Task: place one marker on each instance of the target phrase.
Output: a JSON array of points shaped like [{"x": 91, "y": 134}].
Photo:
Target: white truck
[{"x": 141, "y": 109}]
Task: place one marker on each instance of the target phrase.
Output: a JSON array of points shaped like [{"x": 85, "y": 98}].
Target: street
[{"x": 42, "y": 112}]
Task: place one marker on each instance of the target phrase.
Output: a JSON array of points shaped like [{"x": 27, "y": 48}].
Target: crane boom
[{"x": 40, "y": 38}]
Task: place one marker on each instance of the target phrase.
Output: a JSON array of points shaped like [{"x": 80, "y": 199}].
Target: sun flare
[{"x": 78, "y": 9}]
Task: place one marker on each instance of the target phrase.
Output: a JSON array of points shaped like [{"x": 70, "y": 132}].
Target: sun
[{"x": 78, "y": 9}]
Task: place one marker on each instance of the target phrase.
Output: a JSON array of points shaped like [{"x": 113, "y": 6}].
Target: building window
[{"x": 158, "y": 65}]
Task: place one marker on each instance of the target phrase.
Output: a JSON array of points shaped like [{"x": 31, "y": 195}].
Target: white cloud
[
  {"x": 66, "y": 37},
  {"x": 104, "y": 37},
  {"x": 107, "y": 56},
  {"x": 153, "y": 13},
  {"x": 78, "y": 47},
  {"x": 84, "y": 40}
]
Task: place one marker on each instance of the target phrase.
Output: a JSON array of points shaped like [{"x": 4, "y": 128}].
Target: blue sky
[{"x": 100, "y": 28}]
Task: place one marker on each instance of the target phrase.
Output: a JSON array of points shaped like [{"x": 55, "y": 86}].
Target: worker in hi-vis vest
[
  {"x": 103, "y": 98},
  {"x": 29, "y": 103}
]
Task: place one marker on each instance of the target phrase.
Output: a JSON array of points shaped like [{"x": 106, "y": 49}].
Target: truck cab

---+---

What you will do >> Line by line, please reproduce the records exactly.

Exercise answer >>
Task: place one marker on each instance of the target phrase.
Output: a JSON array of points shaped like [{"x": 91, "y": 134}].
Photo:
Target: white truck
[{"x": 141, "y": 109}]
Task: place one marker on each instance of the target phrase.
Output: a JSON array of points shaped like [{"x": 85, "y": 98}].
Target: street
[{"x": 42, "y": 112}]
Task: place one marker on each instance of the target phrase.
Output: a JSON array of points shaped like [{"x": 27, "y": 48}].
Target: crane boom
[{"x": 40, "y": 38}]
Task: place one marker on each instance of the target phrase.
Output: a JSON array of points shaped like [{"x": 80, "y": 199}].
Target: sun flare
[{"x": 78, "y": 9}]
Task: place one marker on each instance of the target phrase.
Output: a JSON array of points shaped like [{"x": 70, "y": 132}].
Target: sun
[{"x": 78, "y": 9}]
Task: place one marker on each instance of the target phrase.
Output: a JSON array of points shaped like [{"x": 113, "y": 6}].
Target: building window
[{"x": 158, "y": 65}]
Task: place one marker on each instance of the target phrase.
Output: a JSON array of points shaped like [{"x": 31, "y": 195}].
Target: white cloud
[
  {"x": 66, "y": 37},
  {"x": 104, "y": 37},
  {"x": 107, "y": 56},
  {"x": 153, "y": 13},
  {"x": 78, "y": 47},
  {"x": 84, "y": 40}
]
Task: place one marker on each instance of the target phrase.
Output: a JSON array of points shaped like [{"x": 4, "y": 128}].
Target: blue sky
[{"x": 100, "y": 28}]
Task: place one marker on each instance of the target phrase.
Output: a JSON array of points shaped like [{"x": 55, "y": 86}].
Target: worker in hi-vis vest
[
  {"x": 103, "y": 98},
  {"x": 29, "y": 103}
]
Task: place one marker on each instance of the target phrase.
Output: a JSON array of points shaped like [{"x": 106, "y": 49}].
Target: truck cab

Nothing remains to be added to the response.